* **Work instruction 1**: In the Sausalito-to-Los Angeles personal history, copy the part that begins at the words "While in San" and stops after "through the door.", changing "condo" to "apartment".
* **Work instruction 2**: From the Sausalito-to-Los Angeles personal history, list the words that describe the canyon's creative energy.
* **Work instruction 3**: Please continue the Sausalito-to-Los Angeles personal history from where it stops.
##### Provided text
Started in Sausalito — waterfront, boats, Marin light, a gentler introduction to California. Then moved into Chinatown, deep inside San Francisco, in the middle of the tech boom. Ambitious, caffeinated, absolutely convinced it was inventing the future. I was there for it.
While in San Francisco, I appeared on a Bravo reality show — and separately, on Mystery Millionaire with Mike Kittredge Jr. Television shrinks things and amplifies them simultaneously. What I took away: story is everything. How you frame something is as important as the something itself.
The Airbnb boom converted my SF condo into short-term inventory. So I moved to Los Angeles — into Laurel Canyon in my early 30s, near the Country Store and PACE gallery. The canyon has a specific creative energy: unhurried, intentional, musical. That's where the DM to Aaron Kirman was written.
Every one of these chapters forced a choice: collapse or adapt. I've never been particularly good at collapsing. What I've gotten very good at is looking at a room I'm not in yet, deciding I belong there, and figuring out how to get through the door.
Hi Aaron — I know you don't know me. I've followed your work and I believe I can help you grow. I'd love to come work for you.
Thanks — but we're not hiring right now.
I'll work for free. I'm telling you — you won't find anyone better. Give me a shot to prove it.
##########
##### Records supplied
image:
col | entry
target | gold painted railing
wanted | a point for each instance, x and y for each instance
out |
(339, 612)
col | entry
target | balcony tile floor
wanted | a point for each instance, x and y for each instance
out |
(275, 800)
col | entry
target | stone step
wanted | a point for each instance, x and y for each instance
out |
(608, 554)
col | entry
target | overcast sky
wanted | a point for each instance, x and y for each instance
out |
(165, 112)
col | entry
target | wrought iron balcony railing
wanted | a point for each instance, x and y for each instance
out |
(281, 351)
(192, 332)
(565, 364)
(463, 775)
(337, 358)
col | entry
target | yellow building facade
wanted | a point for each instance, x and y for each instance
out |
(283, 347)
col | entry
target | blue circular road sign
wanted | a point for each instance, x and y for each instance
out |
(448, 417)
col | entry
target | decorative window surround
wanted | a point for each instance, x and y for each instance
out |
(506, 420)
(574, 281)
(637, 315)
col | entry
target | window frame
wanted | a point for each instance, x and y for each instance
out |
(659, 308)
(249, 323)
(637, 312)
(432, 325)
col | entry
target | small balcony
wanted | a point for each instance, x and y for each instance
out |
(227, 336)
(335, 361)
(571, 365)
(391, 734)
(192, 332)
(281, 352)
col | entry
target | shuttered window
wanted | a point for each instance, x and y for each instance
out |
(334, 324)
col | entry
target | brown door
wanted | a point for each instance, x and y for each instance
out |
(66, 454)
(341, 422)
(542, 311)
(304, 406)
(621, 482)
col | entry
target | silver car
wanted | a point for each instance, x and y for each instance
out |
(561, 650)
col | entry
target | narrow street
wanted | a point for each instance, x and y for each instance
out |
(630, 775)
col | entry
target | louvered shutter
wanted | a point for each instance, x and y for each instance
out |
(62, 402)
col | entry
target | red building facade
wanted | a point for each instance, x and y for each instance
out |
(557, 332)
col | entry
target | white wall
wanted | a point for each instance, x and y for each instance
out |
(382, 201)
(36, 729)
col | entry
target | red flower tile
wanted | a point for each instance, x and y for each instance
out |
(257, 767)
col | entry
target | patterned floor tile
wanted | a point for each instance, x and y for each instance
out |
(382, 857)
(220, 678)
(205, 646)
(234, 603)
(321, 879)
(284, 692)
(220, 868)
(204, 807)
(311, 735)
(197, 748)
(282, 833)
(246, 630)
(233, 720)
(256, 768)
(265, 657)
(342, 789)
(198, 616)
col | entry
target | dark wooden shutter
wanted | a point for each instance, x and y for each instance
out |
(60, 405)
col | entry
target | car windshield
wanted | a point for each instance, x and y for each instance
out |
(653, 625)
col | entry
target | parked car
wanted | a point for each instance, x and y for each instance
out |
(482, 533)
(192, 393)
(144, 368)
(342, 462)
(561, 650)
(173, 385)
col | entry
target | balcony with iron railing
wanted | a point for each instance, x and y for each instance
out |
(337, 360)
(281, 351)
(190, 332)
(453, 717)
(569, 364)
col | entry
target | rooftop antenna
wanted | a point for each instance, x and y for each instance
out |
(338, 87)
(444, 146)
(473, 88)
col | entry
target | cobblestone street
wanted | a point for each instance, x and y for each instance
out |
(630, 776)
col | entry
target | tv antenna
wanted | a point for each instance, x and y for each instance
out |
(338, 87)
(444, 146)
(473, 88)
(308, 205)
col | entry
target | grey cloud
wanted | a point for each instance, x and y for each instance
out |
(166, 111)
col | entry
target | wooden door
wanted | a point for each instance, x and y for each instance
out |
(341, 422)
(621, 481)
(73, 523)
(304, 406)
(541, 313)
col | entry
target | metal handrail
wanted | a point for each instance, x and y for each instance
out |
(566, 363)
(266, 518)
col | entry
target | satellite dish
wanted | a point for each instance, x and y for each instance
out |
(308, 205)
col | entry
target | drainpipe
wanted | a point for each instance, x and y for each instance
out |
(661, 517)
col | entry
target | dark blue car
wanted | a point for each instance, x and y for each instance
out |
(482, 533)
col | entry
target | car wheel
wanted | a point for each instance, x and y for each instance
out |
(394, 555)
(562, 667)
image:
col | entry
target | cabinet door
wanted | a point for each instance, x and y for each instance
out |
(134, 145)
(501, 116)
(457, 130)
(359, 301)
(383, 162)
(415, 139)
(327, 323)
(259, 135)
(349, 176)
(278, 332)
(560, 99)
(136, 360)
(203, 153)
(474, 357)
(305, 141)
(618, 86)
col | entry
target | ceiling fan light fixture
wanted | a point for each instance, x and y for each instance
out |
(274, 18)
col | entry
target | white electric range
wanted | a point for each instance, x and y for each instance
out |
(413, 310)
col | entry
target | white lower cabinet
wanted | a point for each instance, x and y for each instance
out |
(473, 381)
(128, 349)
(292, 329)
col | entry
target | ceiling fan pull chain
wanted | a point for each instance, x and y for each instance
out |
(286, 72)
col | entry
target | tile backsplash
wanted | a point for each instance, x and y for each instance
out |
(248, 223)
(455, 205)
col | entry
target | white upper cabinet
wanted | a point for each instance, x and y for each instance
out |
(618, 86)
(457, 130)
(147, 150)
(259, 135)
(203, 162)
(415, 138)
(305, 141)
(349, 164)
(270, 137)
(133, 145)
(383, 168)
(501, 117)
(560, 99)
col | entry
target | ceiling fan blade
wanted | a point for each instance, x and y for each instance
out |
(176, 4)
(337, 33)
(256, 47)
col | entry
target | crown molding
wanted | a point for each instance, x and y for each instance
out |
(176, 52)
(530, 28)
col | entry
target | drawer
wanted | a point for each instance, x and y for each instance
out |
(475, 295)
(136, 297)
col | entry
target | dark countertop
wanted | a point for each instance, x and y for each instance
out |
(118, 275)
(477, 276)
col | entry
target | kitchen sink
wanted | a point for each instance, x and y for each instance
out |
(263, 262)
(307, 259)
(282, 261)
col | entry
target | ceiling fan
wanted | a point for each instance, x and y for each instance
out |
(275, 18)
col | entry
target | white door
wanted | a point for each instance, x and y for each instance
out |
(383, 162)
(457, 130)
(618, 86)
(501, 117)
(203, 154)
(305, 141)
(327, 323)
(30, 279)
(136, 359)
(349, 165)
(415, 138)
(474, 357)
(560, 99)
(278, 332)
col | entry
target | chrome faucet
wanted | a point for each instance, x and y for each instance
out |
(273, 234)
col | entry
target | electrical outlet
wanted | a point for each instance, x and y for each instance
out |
##########
* **Written answer 1**:
While in San Francisco, I appeared on a Bravo reality show — and separately, on Mystery Millionaire with Mike Kittredge Jr. Television shrinks things and amplifies them simultaneously. What I took away: story is everything. How you frame something is as important as the something itself.
The Airbnb boom converted my SF apartment into short-term inventory. So I moved to Los Angeles — into Laurel Canyon in my early 30s, near the Country Store and PACE gallery. The canyon has a specific creative energy: unhurried, intentional, musical. That's where the DM to Aaron Kirman was written.
Every one of these chapters forced a choice: collapse or adapt. I've never been particularly good at collapsing. What I've gotten very good at is looking at a room I'm not in yet, deciding I belong there, and figuring out how to get through the door.

* **Written answer 2**: unhurried, intentional, musical

* **Written answer 3**:
I'd moved to Los Angeles — living in Laurel Canyon — and I needed a job in the industry I'd been studying my entire life. Luxury real estate marketing. I DM'd Aaron Kirman — one of the top real estate agents in Beverly Hills — cold. He said no. I pushed back. I told him I'd work for free because I knew I was worth it. I meant every word.
He gave me a trial run. I showed him what I could do. He hired me. That led to KW Beverly Hills. Seven years. $2B+ in annual volume. Canon Drive. The work that built everything that followed.
That moment — the bet on myself, the willingness to show up and prove it before anyone asked — is maybe the most "me" thing I've ever done. You identify the room, you decide you belong in it, and then you go make yourself impossible to ignore.
The Most Important Co-Founder
In 2020, I got Banks — a miniature piebald dachshund with more personality than most people I know. If you've spent any time around me, you know: wherever Zack goes, Banks goes. He's been to more client meetings, beach walks, open houses, and late-night creative sessions than I can count.
Piebald means he's got this gorgeous patchwork of brown, black, and white — like someone designed him with intention. Which, frankly, is the only kind of design I respect. He's not just a dog. He's the constant in every chapter since 2020. Santa Monica is made for him.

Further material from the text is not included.